*** Opening Data records ***

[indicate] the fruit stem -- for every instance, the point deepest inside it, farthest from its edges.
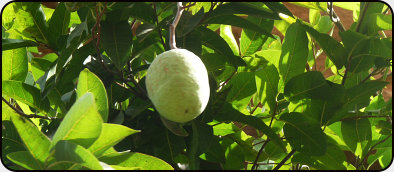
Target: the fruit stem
(174, 24)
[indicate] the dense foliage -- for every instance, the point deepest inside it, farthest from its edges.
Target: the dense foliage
(74, 97)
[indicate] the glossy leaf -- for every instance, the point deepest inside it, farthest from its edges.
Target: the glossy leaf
(267, 80)
(26, 94)
(214, 41)
(25, 160)
(8, 44)
(135, 159)
(356, 131)
(58, 24)
(278, 8)
(236, 21)
(14, 64)
(294, 52)
(116, 39)
(37, 144)
(228, 113)
(111, 134)
(330, 46)
(242, 87)
(248, 8)
(71, 152)
(304, 135)
(89, 82)
(359, 95)
(82, 124)
(250, 40)
(313, 85)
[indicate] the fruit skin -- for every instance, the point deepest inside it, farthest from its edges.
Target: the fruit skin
(177, 84)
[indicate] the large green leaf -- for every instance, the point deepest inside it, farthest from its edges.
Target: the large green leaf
(25, 160)
(117, 39)
(228, 113)
(249, 8)
(217, 43)
(294, 53)
(111, 134)
(135, 159)
(89, 82)
(14, 64)
(8, 44)
(243, 86)
(330, 46)
(359, 95)
(237, 21)
(251, 40)
(278, 7)
(313, 85)
(267, 80)
(304, 135)
(35, 141)
(58, 24)
(25, 93)
(82, 124)
(356, 131)
(71, 152)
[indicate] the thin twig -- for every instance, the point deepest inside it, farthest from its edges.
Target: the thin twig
(334, 18)
(284, 159)
(157, 26)
(254, 166)
(174, 24)
(362, 15)
(26, 115)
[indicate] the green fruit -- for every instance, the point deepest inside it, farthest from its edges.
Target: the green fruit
(177, 84)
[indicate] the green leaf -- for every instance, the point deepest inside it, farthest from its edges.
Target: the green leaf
(237, 21)
(14, 64)
(38, 17)
(25, 93)
(228, 113)
(359, 95)
(71, 152)
(89, 82)
(212, 40)
(243, 85)
(25, 160)
(35, 141)
(248, 8)
(356, 131)
(251, 41)
(82, 124)
(313, 85)
(117, 40)
(135, 159)
(294, 53)
(304, 135)
(330, 46)
(227, 34)
(278, 8)
(58, 24)
(8, 44)
(74, 40)
(111, 134)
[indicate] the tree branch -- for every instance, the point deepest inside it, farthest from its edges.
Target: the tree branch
(26, 115)
(174, 24)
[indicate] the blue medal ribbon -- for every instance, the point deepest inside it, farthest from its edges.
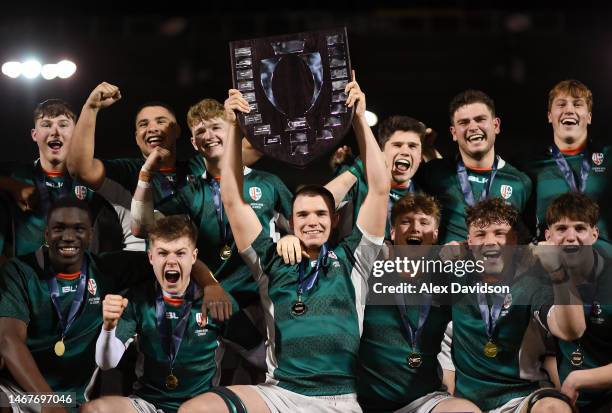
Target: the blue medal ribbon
(466, 188)
(306, 282)
(414, 336)
(66, 322)
(172, 344)
(568, 175)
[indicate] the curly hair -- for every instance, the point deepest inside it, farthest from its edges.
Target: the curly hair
(575, 206)
(491, 211)
(173, 227)
(416, 202)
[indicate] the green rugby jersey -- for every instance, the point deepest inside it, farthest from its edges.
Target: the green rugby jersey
(596, 343)
(29, 227)
(197, 361)
(549, 183)
(438, 178)
(520, 338)
(314, 354)
(385, 381)
(25, 295)
(267, 196)
(356, 195)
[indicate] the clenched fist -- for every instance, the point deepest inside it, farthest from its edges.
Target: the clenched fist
(112, 308)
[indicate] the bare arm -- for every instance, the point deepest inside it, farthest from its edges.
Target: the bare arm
(245, 225)
(373, 213)
(81, 162)
(340, 185)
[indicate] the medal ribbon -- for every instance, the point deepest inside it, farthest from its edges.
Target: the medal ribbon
(568, 175)
(224, 228)
(305, 283)
(66, 322)
(171, 347)
(413, 335)
(43, 190)
(466, 188)
(490, 315)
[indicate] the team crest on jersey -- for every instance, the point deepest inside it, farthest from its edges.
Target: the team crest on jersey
(255, 193)
(80, 192)
(506, 191)
(507, 301)
(200, 319)
(92, 287)
(597, 158)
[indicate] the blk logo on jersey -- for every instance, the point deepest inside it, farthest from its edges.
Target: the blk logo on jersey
(200, 320)
(255, 193)
(597, 158)
(80, 192)
(506, 191)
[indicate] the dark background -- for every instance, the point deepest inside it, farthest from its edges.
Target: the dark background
(409, 60)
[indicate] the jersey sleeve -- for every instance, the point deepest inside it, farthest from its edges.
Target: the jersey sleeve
(14, 299)
(127, 325)
(261, 256)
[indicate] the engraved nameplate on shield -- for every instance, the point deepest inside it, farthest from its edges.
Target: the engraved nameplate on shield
(294, 84)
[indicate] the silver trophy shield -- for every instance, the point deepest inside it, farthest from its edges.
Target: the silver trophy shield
(294, 84)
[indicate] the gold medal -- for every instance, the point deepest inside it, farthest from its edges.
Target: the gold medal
(577, 358)
(414, 360)
(491, 349)
(171, 382)
(225, 253)
(60, 348)
(299, 308)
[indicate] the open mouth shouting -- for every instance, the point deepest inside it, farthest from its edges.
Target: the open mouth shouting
(55, 145)
(154, 141)
(69, 251)
(172, 276)
(402, 165)
(569, 122)
(476, 137)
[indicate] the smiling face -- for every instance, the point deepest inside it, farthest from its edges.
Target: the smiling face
(403, 154)
(172, 262)
(156, 126)
(415, 228)
(312, 221)
(52, 135)
(68, 234)
(575, 237)
(487, 243)
(208, 138)
(474, 129)
(569, 117)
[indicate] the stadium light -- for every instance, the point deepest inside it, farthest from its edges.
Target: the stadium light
(12, 69)
(32, 68)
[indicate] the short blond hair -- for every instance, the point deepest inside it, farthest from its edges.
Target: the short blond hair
(205, 109)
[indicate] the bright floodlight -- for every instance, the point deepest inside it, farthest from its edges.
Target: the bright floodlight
(371, 118)
(12, 69)
(49, 71)
(30, 68)
(65, 69)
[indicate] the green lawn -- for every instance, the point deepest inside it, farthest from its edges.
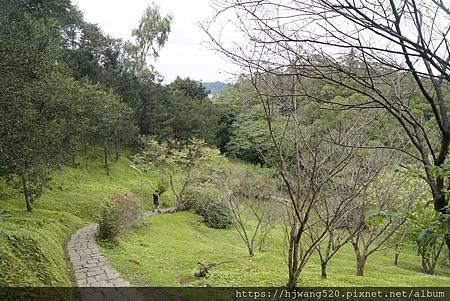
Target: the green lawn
(32, 245)
(164, 250)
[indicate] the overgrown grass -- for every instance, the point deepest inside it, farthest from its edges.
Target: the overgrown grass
(164, 251)
(32, 245)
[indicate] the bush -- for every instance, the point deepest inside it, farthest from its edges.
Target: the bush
(214, 214)
(116, 214)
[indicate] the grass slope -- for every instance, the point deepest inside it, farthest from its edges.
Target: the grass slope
(32, 245)
(165, 249)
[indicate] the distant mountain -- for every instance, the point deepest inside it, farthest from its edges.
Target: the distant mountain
(214, 87)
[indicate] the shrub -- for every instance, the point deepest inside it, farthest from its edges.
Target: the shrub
(214, 214)
(116, 214)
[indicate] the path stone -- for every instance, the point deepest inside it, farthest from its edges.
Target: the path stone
(91, 269)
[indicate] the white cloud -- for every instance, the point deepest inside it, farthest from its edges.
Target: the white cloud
(184, 54)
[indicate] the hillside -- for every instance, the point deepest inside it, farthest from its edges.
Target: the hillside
(32, 244)
(214, 87)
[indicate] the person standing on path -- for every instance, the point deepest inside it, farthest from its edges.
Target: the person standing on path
(156, 201)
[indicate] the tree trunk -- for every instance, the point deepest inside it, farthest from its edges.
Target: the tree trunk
(447, 240)
(360, 264)
(293, 257)
(27, 195)
(323, 266)
(106, 159)
(117, 149)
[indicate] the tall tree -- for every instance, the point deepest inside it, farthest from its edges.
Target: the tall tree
(391, 52)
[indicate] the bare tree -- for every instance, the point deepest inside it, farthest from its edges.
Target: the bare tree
(395, 53)
(307, 155)
(379, 213)
(339, 198)
(254, 208)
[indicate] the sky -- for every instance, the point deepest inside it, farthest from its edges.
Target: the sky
(185, 54)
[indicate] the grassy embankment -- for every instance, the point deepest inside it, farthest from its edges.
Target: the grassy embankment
(165, 249)
(32, 245)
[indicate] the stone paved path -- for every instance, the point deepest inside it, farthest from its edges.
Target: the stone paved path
(90, 267)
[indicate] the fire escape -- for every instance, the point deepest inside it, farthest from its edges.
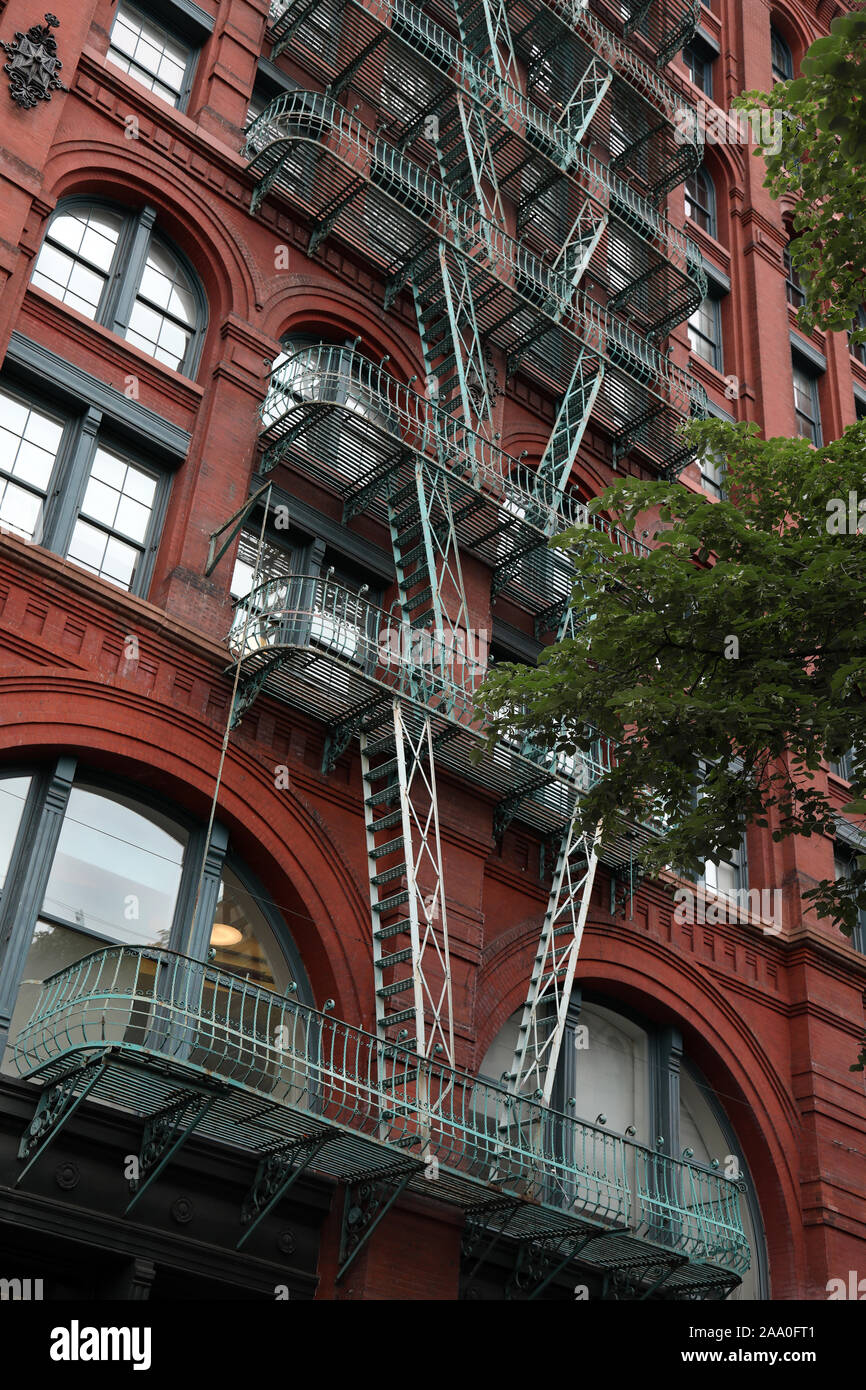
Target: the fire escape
(502, 168)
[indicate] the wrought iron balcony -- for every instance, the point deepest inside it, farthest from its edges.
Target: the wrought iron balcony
(188, 1047)
(660, 275)
(338, 417)
(324, 160)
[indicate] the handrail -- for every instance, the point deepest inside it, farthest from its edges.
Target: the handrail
(324, 373)
(427, 199)
(624, 61)
(157, 1005)
(434, 669)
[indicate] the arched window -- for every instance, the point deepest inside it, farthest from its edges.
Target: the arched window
(620, 1075)
(701, 200)
(123, 869)
(111, 266)
(783, 63)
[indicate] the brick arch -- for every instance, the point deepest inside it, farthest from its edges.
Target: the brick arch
(665, 987)
(173, 754)
(223, 262)
(305, 306)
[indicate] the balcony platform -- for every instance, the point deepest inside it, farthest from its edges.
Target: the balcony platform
(186, 1047)
(349, 181)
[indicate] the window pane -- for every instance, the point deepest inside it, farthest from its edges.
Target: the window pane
(117, 869)
(13, 795)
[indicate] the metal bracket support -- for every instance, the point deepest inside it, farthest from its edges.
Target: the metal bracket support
(275, 1173)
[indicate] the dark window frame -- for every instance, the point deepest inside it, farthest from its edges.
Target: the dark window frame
(174, 21)
(716, 342)
(708, 220)
(34, 855)
(699, 59)
(127, 270)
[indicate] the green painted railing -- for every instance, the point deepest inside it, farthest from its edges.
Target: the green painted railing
(626, 63)
(195, 1019)
(435, 670)
(339, 135)
(345, 380)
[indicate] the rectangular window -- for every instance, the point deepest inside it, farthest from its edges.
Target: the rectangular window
(150, 54)
(806, 405)
(794, 289)
(705, 331)
(63, 487)
(29, 446)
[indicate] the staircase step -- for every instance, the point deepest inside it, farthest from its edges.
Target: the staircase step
(395, 958)
(398, 987)
(389, 904)
(378, 797)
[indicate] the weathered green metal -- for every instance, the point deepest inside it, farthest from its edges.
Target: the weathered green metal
(523, 305)
(156, 1022)
(335, 416)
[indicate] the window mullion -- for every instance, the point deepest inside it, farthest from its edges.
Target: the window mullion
(134, 270)
(193, 920)
(28, 877)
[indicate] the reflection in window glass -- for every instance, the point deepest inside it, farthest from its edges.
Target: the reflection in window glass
(164, 313)
(148, 53)
(77, 256)
(13, 795)
(111, 528)
(242, 938)
(117, 869)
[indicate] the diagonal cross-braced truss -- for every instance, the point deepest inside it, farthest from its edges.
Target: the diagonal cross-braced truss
(544, 1014)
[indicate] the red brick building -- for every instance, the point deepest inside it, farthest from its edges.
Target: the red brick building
(178, 217)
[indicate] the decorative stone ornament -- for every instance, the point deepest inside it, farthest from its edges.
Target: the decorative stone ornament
(34, 67)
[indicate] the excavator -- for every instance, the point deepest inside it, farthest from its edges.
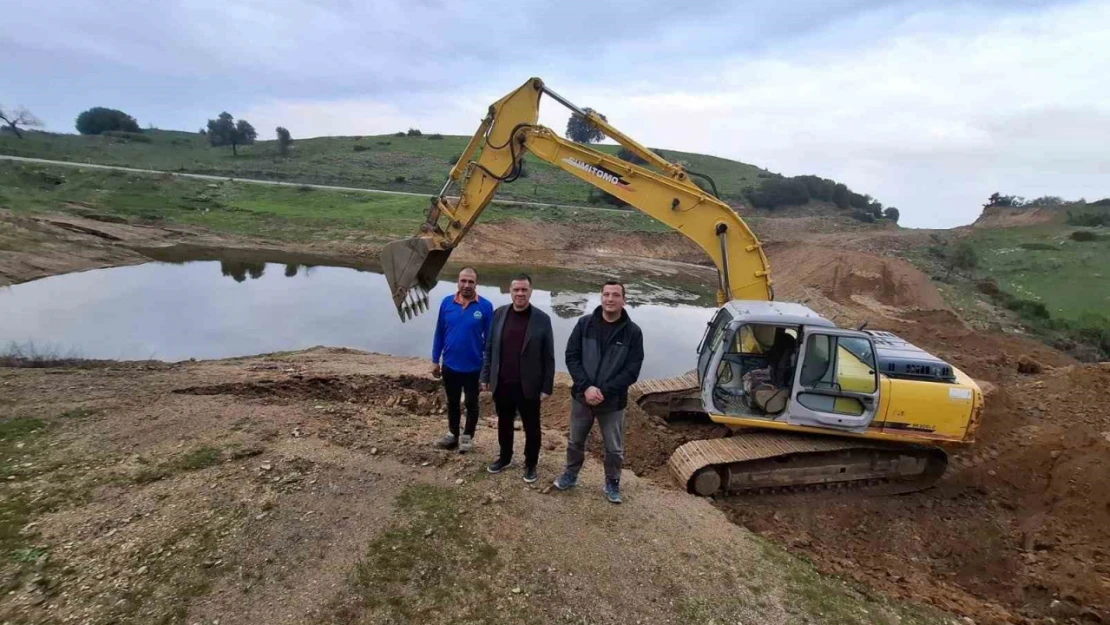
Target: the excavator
(807, 405)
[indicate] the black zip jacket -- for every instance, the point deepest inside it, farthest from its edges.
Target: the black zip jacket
(614, 372)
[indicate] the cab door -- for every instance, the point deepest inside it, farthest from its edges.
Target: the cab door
(836, 383)
(714, 334)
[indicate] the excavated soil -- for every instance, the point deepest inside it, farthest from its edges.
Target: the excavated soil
(1018, 531)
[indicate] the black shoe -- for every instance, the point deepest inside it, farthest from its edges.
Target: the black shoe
(448, 442)
(498, 466)
(530, 474)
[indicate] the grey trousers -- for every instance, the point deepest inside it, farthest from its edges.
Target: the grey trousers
(612, 425)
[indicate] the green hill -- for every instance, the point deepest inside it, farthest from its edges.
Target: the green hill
(397, 163)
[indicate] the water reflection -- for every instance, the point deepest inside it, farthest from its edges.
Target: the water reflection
(180, 310)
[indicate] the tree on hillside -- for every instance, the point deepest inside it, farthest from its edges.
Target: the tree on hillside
(579, 130)
(775, 192)
(284, 141)
(19, 117)
(100, 119)
(225, 131)
(841, 197)
(1007, 201)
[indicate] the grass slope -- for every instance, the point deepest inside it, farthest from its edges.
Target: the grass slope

*** Closing Data records ***

- **Work item**:
In the entries above, restate word for word the lines between the one holding "Target: the large green leaf" and the one holding "[indicate] the thin", inclusive, and nothing besides.

- **Response to this task**:
Target: the large green leaf
(25, 160)
(117, 39)
(228, 113)
(249, 8)
(217, 43)
(294, 53)
(111, 134)
(135, 159)
(89, 82)
(14, 64)
(8, 44)
(243, 86)
(330, 46)
(359, 95)
(237, 21)
(251, 40)
(278, 7)
(313, 85)
(267, 80)
(304, 135)
(35, 141)
(58, 24)
(25, 93)
(82, 124)
(356, 131)
(71, 152)
[indicate] the thin twig -- for every instance, the point deepest inside it, farthest from its edges.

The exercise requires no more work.